• [WHAT IS ASKED] Pick out every line below that contains the word "bench" and copy each of those lines.

— Begin SUPPLIED ENTRIES —

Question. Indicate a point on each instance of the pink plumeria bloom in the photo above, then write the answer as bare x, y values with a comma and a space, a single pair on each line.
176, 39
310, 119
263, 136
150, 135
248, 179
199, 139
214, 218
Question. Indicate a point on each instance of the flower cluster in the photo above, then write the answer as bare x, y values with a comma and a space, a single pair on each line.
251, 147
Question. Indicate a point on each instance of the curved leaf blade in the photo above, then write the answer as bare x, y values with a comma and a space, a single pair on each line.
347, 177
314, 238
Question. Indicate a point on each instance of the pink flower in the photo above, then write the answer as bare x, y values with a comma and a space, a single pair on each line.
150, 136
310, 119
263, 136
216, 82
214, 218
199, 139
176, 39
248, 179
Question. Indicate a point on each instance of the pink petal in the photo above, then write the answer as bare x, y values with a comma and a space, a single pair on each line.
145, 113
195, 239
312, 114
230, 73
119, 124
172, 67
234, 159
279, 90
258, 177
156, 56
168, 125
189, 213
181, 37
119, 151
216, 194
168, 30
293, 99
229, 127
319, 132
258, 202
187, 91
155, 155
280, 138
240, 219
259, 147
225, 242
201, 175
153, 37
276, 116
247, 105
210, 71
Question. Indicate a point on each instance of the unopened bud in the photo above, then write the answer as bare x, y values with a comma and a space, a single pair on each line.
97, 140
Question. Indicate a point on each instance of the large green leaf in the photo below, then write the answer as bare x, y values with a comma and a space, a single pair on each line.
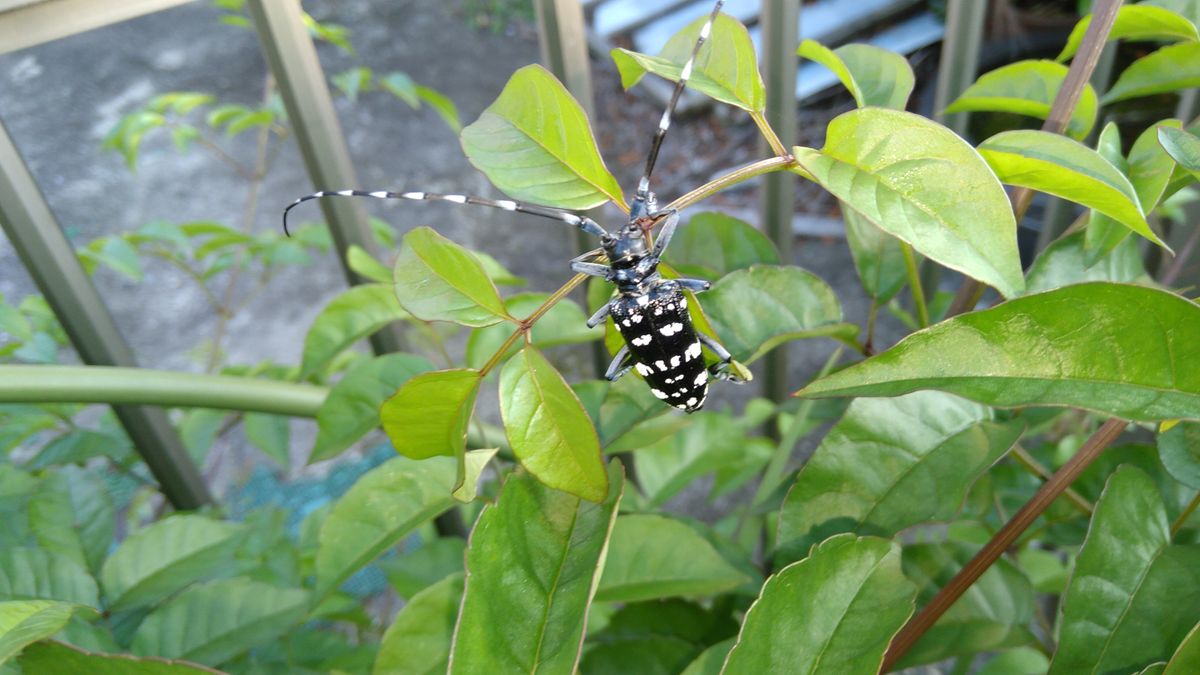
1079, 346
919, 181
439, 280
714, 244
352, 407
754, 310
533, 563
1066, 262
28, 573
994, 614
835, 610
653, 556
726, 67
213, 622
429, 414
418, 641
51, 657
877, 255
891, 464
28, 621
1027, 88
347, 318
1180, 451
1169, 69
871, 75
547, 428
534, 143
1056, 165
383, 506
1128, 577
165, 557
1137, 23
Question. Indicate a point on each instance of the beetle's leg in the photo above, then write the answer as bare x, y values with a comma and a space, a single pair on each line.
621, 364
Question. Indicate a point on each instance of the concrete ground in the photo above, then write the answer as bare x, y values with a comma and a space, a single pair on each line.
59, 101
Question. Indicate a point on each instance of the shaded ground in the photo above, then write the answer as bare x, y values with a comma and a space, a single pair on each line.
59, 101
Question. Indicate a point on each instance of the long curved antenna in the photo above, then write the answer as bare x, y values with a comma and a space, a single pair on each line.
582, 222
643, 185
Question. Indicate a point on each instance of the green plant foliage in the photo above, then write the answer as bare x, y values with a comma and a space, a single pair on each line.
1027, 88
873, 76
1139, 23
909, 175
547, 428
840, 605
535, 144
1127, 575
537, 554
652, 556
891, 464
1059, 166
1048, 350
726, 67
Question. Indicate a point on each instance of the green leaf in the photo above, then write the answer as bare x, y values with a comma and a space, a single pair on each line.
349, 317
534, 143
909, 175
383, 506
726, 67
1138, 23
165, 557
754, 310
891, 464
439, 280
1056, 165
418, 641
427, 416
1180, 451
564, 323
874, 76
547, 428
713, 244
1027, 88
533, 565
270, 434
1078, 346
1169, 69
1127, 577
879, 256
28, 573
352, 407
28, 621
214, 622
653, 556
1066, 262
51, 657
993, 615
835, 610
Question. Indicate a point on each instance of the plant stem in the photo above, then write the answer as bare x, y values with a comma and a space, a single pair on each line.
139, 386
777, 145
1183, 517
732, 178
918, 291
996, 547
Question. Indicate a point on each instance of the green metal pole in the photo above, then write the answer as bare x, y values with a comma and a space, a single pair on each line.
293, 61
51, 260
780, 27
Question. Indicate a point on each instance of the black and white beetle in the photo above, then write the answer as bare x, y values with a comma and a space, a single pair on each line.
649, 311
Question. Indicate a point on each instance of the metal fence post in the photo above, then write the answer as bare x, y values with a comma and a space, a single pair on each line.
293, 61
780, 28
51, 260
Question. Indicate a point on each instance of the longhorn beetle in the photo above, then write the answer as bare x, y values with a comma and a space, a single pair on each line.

— End SUPPLIED ENTRIES —
— Begin SUPPLIED ENTRIES —

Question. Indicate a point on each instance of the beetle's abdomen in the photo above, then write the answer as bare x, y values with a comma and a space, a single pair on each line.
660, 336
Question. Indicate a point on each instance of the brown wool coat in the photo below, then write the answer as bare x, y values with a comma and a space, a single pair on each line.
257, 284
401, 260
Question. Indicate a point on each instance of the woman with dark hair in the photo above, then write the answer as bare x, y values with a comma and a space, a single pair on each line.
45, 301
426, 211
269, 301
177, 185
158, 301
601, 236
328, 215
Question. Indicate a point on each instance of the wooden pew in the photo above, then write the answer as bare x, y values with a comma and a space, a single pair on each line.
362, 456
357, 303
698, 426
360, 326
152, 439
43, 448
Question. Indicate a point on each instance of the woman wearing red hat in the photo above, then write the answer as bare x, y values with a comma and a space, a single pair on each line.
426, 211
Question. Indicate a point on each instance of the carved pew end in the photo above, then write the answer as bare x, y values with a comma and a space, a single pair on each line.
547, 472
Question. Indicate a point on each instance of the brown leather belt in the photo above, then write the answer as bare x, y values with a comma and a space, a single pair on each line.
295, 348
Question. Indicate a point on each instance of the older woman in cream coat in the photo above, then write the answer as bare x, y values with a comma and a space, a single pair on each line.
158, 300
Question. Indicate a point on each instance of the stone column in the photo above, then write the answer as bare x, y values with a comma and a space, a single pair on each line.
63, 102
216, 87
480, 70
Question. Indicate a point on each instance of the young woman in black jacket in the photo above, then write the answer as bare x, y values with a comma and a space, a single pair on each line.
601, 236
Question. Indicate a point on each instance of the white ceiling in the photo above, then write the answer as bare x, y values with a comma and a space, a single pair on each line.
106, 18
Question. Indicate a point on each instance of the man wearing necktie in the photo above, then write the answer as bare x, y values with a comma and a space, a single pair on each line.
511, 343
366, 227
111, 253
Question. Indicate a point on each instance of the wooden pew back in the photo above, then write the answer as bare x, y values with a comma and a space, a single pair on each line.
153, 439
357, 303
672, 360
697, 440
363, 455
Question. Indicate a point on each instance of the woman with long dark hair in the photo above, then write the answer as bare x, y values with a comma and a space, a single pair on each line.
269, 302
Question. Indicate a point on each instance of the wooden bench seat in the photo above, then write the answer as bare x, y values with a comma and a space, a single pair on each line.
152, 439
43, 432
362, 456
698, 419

— End SUPPLIED ENTRIES —

• [PROBLEM SOLUTION]
Question. Indicate a point on each instance of the wooden bench seat in the photo above, then write the answer as bare x, y values with a comma and a space, a single pair on each line.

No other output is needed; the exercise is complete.